**What is being asked:**
Please copy out each entry, word for word.

Working data Block Start

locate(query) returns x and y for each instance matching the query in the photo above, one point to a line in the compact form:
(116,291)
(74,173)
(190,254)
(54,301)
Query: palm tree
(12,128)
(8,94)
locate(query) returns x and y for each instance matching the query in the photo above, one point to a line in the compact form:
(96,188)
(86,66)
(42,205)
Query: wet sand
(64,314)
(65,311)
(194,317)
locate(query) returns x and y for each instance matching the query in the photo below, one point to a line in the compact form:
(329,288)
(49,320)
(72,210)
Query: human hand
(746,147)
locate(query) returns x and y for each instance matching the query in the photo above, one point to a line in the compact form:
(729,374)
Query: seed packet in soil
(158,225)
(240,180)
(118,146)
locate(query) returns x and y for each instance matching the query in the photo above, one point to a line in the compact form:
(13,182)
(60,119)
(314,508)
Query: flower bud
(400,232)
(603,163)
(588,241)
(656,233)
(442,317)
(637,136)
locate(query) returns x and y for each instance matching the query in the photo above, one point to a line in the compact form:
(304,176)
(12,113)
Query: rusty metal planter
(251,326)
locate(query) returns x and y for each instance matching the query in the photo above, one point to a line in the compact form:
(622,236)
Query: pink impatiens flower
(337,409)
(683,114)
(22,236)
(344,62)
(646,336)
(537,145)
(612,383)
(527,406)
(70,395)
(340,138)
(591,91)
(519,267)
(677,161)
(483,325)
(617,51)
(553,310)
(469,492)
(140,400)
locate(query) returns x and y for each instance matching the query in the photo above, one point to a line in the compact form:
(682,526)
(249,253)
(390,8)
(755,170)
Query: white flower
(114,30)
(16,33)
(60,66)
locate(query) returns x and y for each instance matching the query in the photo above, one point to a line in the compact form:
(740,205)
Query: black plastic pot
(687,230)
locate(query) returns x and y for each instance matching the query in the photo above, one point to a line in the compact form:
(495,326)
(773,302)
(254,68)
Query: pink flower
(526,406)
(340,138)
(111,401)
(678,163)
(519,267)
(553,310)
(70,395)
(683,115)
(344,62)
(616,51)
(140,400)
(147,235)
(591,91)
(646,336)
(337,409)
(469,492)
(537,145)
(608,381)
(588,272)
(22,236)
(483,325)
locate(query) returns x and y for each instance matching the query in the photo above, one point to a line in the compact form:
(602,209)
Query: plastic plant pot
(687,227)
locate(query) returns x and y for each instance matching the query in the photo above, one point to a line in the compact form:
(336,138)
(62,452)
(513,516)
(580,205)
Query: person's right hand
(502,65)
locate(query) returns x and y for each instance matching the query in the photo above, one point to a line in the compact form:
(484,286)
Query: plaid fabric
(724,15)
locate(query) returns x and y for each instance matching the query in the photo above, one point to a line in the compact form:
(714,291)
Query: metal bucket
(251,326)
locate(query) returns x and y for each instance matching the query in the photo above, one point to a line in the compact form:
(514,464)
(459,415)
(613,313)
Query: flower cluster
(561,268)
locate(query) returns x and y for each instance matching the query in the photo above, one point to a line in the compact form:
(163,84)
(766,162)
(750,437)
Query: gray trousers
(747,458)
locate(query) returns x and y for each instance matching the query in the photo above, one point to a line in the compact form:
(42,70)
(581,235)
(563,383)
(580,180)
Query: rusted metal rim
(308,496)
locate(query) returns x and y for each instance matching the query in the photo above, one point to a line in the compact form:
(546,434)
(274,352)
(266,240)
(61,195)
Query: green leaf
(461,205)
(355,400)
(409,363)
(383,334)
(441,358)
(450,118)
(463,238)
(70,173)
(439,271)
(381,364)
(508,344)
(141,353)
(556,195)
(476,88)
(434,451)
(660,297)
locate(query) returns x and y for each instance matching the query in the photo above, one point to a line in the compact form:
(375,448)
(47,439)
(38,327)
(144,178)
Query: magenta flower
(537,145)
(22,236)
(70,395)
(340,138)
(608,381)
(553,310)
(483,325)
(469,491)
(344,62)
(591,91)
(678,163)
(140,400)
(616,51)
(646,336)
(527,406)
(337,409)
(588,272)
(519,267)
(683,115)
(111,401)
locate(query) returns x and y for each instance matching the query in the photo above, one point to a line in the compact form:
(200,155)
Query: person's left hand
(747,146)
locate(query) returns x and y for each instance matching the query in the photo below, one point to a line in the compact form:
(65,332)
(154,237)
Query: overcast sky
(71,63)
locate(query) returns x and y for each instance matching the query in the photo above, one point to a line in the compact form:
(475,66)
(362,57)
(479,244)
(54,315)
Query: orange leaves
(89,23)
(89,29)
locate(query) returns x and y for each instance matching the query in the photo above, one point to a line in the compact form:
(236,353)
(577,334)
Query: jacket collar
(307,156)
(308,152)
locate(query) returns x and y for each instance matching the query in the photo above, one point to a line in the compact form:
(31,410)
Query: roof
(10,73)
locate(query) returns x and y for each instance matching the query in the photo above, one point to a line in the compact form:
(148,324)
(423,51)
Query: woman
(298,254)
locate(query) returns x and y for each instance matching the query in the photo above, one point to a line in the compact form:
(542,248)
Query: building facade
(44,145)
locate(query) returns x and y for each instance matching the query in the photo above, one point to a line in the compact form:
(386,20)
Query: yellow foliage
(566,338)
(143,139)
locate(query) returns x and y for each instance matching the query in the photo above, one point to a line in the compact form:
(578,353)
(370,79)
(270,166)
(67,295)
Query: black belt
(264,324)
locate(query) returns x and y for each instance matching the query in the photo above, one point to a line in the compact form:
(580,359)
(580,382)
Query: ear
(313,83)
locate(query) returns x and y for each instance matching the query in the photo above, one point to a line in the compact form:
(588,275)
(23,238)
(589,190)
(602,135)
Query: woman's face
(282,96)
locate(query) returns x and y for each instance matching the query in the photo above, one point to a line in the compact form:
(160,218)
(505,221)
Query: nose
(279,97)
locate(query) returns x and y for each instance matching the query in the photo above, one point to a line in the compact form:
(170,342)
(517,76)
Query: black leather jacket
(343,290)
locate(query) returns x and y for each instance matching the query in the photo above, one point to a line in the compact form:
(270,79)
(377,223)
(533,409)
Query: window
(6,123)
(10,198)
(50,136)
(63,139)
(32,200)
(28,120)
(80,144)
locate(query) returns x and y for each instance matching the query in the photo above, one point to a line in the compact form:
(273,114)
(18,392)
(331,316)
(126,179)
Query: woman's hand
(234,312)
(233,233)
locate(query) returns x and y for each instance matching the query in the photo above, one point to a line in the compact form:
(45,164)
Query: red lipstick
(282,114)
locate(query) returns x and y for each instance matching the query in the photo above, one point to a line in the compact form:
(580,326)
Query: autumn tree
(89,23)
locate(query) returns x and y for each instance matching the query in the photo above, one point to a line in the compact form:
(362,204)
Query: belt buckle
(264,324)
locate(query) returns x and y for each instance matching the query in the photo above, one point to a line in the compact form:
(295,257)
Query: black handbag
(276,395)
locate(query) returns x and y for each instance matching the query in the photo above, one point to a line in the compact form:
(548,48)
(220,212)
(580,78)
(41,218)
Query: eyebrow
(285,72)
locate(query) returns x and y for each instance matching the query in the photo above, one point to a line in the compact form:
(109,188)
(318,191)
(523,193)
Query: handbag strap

Working data Block End

**Task output:**
locate(query) returns x and y for each instance matching the query in the photo above, one point to a line in the compact form:
(116,291)
(74,173)
(190,254)
(54,301)
Query: palm tree
(12,128)
(8,94)
locate(query) returns x and y for each instance matching the query in the photo above, one point to a line in the compact form:
(96,188)
(86,66)
(42,205)
Query: wet sand
(64,314)
(65,311)
(194,317)
locate(query) returns x and y for each instance matching the query in the photo below, one point to a line in the compact form:
(329,288)
(49,320)
(72,210)
Query: human hand
(746,147)
locate(query) returns x and y for each instance matching the query in the photo above, one point to a line in the compact form:
(729,374)
Query: seed packet in soil
(158,225)
(240,180)
(118,146)
locate(query) returns x and y for each instance matching the query in the photo above, one point to a line in the compact form:
(13,182)
(60,119)
(314,508)
Query: flower bud
(400,232)
(603,163)
(588,241)
(656,233)
(442,317)
(637,136)
locate(query) returns x and y for each instance matching the query in the photo above, one point to a line in the compact form:
(304,176)
(12,113)
Query: rusty metal planter
(251,326)
locate(query) returns x and y for each instance matching the query in the photo above, one point to a line in the compact form:
(622,236)
Query: pink impatiens flower
(337,409)
(683,114)
(22,236)
(344,62)
(646,336)
(537,145)
(612,383)
(527,406)
(70,395)
(340,138)
(591,91)
(519,267)
(677,161)
(483,325)
(617,51)
(553,310)
(469,492)
(140,400)
locate(query) returns x and y for each instance matching the query in the photo above, one point to a line in the compact form:
(682,526)
(249,253)
(390,8)
(755,170)
Query: white flower
(114,30)
(16,33)
(60,66)
locate(query) returns x and y for each instance matching the query in the photo above, one point to a line in the compact form:
(740,205)
Query: black plastic pot
(687,230)
locate(query) returns x and y for each instance matching the query in the photo above, one point to a line in the compact form:
(495,326)
(773,302)
(254,68)
Query: pink flower
(526,406)
(340,138)
(111,401)
(678,163)
(519,267)
(553,310)
(70,395)
(683,115)
(344,62)
(616,51)
(140,400)
(147,235)
(591,91)
(646,336)
(337,409)
(469,492)
(537,145)
(608,381)
(588,272)
(22,236)
(483,325)
locate(query) returns x and y for each instance matching the query in the photo above, one point to a line in the compact form:
(602,209)
Query: plastic plant pot
(687,227)
locate(query) returns x and y for each instance matching the query in the photo above, one point to a line in the compact form:
(336,138)
(62,452)
(513,516)
(580,205)
Query: person's right hand
(502,65)
locate(query) returns x and y for each instance matching the query in the photo above, one point to a line in the compact form:
(484,286)
Query: plaid fabric
(724,15)
locate(query) returns x and y for each instance matching the query in the photo above, one point to a line in the compact form:
(714,291)
Query: metal bucket
(251,326)
locate(query) returns x and y for each instance matching the query in the photo above, one point to a line in the compact form:
(514,464)
(459,415)
(613,313)
Query: flower cluster
(561,268)
locate(query) returns x and y for each instance matching the query in the photo above, one point to a line in the compact form:
(163,84)
(766,162)
(750,437)
Query: gray trousers
(747,458)
locate(query) returns x and y for each instance matching the query in the photo above, one point to a line in the compact form:
(42,70)
(581,235)
(563,383)
(580,180)
Query: rusted metal rim
(308,496)
locate(query) returns x and y for each instance matching the query in the photo above, one point to a line in the compact form:
(546,434)
(274,352)
(266,240)
(61,195)
Query: green leaf
(461,205)
(355,400)
(409,363)
(383,334)
(441,358)
(450,118)
(463,238)
(70,173)
(439,271)
(381,364)
(508,344)
(141,353)
(556,195)
(476,88)
(434,451)
(660,297)
locate(query) returns x and y for each instance matching the query in the photo above, one point to a line in the compact form:
(375,448)
(47,439)
(38,327)
(144,178)
Query: magenta flower
(537,145)
(22,236)
(70,395)
(340,138)
(608,381)
(553,310)
(483,325)
(469,491)
(344,62)
(591,91)
(678,163)
(140,400)
(616,51)
(646,336)
(527,406)
(337,409)
(588,272)
(519,267)
(683,115)
(111,401)
locate(query) returns x and y for each instance matching the query in the photo above, one point to a line in the compact form:
(200,155)
Query: person's left hand
(747,146)
locate(query) returns x and y for each instance matching the query in the photo below, one point to a line in the compact form:
(65,332)
(154,237)
Query: overcast sky
(71,63)
locate(query) returns x and y for each instance matching the query in the photo above, one point to a line in the compact form:
(475,66)
(362,57)
(479,244)
(54,315)
Query: orange leaves
(89,23)
(89,29)
locate(query) returns x and y for each instance matching the query in the photo above, one point to a line in the compact form:
(236,353)
(577,334)
Query: jacket collar
(307,156)
(308,152)
locate(query) returns x and y for each instance matching the query in the photo above, one point to a line in the compact form:
(31,410)
Query: roof
(10,73)
locate(query) returns x and y for each instance matching the query in the photo above, one point to a line in the compact form:
(148,324)
(423,51)
Query: woman
(298,254)
locate(query) returns x and y for each instance matching the query in the photo above, one point to a line in the compact form:
(542,248)
Query: building facade
(44,145)
locate(query) returns x and y for each instance matching the query in the photo above, one point to a line in the compact form:
(386,20)
Query: yellow foliage
(566,338)
(143,139)
locate(query) returns x and y for each instance matching the query in the photo above, one point to a line in the compact form:
(578,353)
(370,79)
(270,166)
(67,295)
Query: black belt
(264,324)
locate(query) returns x and y for each instance matching the query in the photo above, one point to a line in the compact form:
(580,359)
(580,382)
Query: ear
(313,83)
locate(query) returns x and y for each instance matching the query in the photo above, one point to a line in the compact form:
(588,275)
(23,238)
(589,190)
(602,135)
Query: woman's face
(282,96)
locate(query) returns x and y for each instance matching the query in the photo above, one point to a line in the compact form:
(160,218)
(505,221)
Query: nose
(279,97)
locate(query) returns x and y for each instance matching the query in the photo above, one point to a line in the compact form:
(170,342)
(517,76)
Query: black leather jacket
(343,290)
locate(query) returns x and y for each instance matching the query in the photo above, one point to a line in the compact form:
(270,79)
(377,223)
(533,409)
Query: window
(6,123)
(10,198)
(50,136)
(63,139)
(32,200)
(28,120)
(80,144)
locate(query) returns x and y for each instance matching the query in the photo above, one point to a line in the compact form:
(273,114)
(18,392)
(331,316)
(126,179)
Query: woman's hand
(234,312)
(233,233)
locate(query) returns x and y for each instance matching the query in the photo above, one point to a line in the compact form:
(45,164)
Query: red lipstick
(282,114)
locate(query) returns x and y for each instance matching the query in the photo above, one point to a line in the compact form:
(580,326)
Query: autumn tree
(89,23)
locate(query) returns x and y for each instance matching the query in the photo above, one point to a line in the compact form:
(362,204)
Query: belt buckle
(264,324)
locate(query) returns x and y for each instance matching the query in the photo above, one point to a line in the compact form:
(295,257)
Query: black handbag
(276,395)
locate(query) returns x and y for each instance matching the query in the photo above, one point to a line in the compact form:
(548,48)
(220,212)
(580,78)
(41,218)
Query: eyebrow
(285,72)
locate(query) returns x and y for each instance matching the query in the photo above, one point to a line in the compact form:
(109,188)
(318,191)
(523,193)
Query: handbag strap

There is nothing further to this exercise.